*Objective*
Below are some entries; can you quote all of them exactly?

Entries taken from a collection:
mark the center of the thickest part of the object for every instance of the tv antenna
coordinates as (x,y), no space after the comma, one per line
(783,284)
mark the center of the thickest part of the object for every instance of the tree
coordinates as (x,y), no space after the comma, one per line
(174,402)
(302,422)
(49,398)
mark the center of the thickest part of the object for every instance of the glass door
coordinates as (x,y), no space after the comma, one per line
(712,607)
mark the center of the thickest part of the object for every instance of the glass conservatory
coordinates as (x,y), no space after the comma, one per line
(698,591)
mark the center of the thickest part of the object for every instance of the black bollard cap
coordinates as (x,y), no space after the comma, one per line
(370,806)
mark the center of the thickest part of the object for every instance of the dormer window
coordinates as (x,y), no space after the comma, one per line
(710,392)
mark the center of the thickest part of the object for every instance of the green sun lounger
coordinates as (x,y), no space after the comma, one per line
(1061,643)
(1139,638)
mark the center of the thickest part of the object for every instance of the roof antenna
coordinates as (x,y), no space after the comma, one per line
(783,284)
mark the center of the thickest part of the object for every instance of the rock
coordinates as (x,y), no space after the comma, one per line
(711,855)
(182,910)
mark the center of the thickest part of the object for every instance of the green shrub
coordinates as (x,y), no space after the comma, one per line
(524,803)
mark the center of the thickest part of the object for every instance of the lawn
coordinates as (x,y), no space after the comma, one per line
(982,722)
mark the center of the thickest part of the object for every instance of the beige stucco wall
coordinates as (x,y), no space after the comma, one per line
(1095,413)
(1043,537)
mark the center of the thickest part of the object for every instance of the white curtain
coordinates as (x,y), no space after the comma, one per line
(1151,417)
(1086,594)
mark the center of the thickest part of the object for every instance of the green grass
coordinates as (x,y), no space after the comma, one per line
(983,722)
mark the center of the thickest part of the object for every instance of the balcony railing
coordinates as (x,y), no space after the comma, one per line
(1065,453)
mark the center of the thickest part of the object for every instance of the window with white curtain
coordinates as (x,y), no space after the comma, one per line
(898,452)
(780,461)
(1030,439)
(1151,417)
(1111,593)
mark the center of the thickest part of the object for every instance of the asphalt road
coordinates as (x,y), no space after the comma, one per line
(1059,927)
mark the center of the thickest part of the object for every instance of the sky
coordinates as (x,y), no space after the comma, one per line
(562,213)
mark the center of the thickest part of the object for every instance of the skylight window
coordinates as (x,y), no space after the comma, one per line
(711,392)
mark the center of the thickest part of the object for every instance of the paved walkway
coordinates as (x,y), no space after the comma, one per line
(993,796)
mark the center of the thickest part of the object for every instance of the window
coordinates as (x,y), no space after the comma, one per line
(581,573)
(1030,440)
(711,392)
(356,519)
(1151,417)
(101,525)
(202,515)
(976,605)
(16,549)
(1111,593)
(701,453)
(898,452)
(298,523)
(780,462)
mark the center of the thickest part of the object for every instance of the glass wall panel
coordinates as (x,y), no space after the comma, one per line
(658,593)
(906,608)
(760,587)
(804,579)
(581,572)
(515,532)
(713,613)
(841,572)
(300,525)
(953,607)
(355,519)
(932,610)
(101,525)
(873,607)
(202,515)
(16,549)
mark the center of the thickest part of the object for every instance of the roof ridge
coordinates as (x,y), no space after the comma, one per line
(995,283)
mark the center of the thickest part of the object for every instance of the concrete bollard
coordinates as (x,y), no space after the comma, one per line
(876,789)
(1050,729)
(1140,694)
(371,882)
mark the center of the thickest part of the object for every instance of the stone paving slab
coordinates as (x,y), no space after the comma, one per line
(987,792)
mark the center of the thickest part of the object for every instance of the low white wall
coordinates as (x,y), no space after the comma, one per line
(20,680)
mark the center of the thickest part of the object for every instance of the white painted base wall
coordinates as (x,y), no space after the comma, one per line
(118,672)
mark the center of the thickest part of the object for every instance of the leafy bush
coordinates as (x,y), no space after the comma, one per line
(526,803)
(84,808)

*Exercise response*
mark the center of the thickest part of the object for every instance of the tv antenna
coordinates as (x,y), no space after the comma, one per line
(783,284)
mark the center of the thickest part of the object for every instance of the tree
coordinates as (x,y), no space after the comma, one per line
(174,402)
(302,422)
(49,398)
mark the center of the thickest part of the object for every instance of the glass door
coordinates as (x,y), no space after the comma, one per line
(712,607)
mark the center of the thickest part of the object for every instance of the glass conservatory
coordinates as (x,y), no space after the comma, one per line
(698,591)
mark the center of the thickest part of the object for every instance of the black bollard cap
coordinates as (x,y), no space after the comma, one per line
(370,806)
mark the center of the thickest part of the object for every instance of the dormer window
coordinates as (x,y), no space after the comma, one per line
(710,392)
mark the center of the thickest part of the object for every instance of the green sun lounger
coordinates as (x,y), no space after the comma, one per line
(1061,643)
(1139,638)
mark the center of the thickest part of the object for every instance of the roof antenna
coordinates as (x,y), no space after the comma, one per line
(783,284)
mark the center of the thickest part of the object for every instance of the rock
coordinates as (x,y), no space after the comma, one per line
(711,855)
(182,910)
mark the center of the thickest part of the object for every instance of the green shrub
coordinates as (x,y), no space after the comma, one per line
(524,803)
mark the center of the thickest part of the object for every instance of the lawn
coordinates as (x,y), no space after the comma, one per line
(982,722)
mark the center of the thickest part of the object for every instance of the beige stucco wall
coordinates as (x,y), no space after the comma, one per line
(1095,413)
(1043,537)
mark the center of the thickest part of the object for every instance of the white curtain
coordinates as (x,y), no space after the comma, one per line
(1151,417)
(1086,594)
mark the center of the thickest part of the object for every instance of the green grass
coordinates as (x,y), no space after the comma, one per line
(983,722)
mark the center of the thickest part of the object for every instance of the balcony railing
coordinates as (x,y), no space after the comma, one per line
(1065,453)
mark the center of the thickest part of the object for every instance of the window with white curtain
coordinates as (x,y), no space after the comma, one per line
(898,452)
(780,461)
(1030,439)
(1151,417)
(1111,593)
mark the center of the thickest part of the object for every instance of the asphalt road
coordinates as (x,y), no space after the comma, one per line
(1059,927)
mark the center of the thickest part of the object for every instance of the sky
coordinates as (x,y), no space after the comma, one per line
(562,213)
mark the center of the thickest part of the object for every instance of the skylight window
coordinates as (x,y), no space after the comma, one per line
(711,392)
mark the center of the thickest part of the object for every instance of the paved walkway
coordinates as (x,y), no space after the comma, one per line
(993,796)
mark the center of the thickest part of the object for every instance of the window
coordinates as (x,y), no space after the comma, one per line
(581,573)
(1030,440)
(711,392)
(356,519)
(1151,417)
(101,525)
(202,515)
(976,605)
(16,549)
(1111,593)
(701,453)
(898,452)
(298,523)
(780,462)
mark the center of the thickest part of the object for every instance of the glass wall panel
coordinates as (x,y), no space after the comma, one per line
(658,593)
(906,608)
(760,587)
(804,579)
(581,572)
(515,532)
(713,613)
(841,572)
(300,525)
(953,607)
(355,519)
(932,610)
(101,525)
(873,607)
(202,515)
(16,549)
mark the center of the thickest part of the object for every instance of the roof ridge
coordinates as (x,y), no space after the comma, one per line
(995,283)
mark the center of the thickest part of the object for every instance of the concrete bollard
coordinates as (x,y), no space after the comma, one per line
(876,789)
(1050,729)
(1140,694)
(371,882)
mark the center of the thickest part of the object for every instance of the stone paving slab
coordinates as (x,y), no space after the comma, one per line
(987,792)
mark the center of the thickest part of the object for every instance of the low white wall
coordinates as (x,y), no space after the comma, one per line
(20,680)
mark the center of the thickest part of the object for every instance of the white painted base wall
coordinates as (x,y), no space after the comma, one per line
(118,672)
mark the center of the thickest part of the object for every instance of the leafy bush
coordinates as (x,y), no space after the comma, one per line
(526,803)
(84,808)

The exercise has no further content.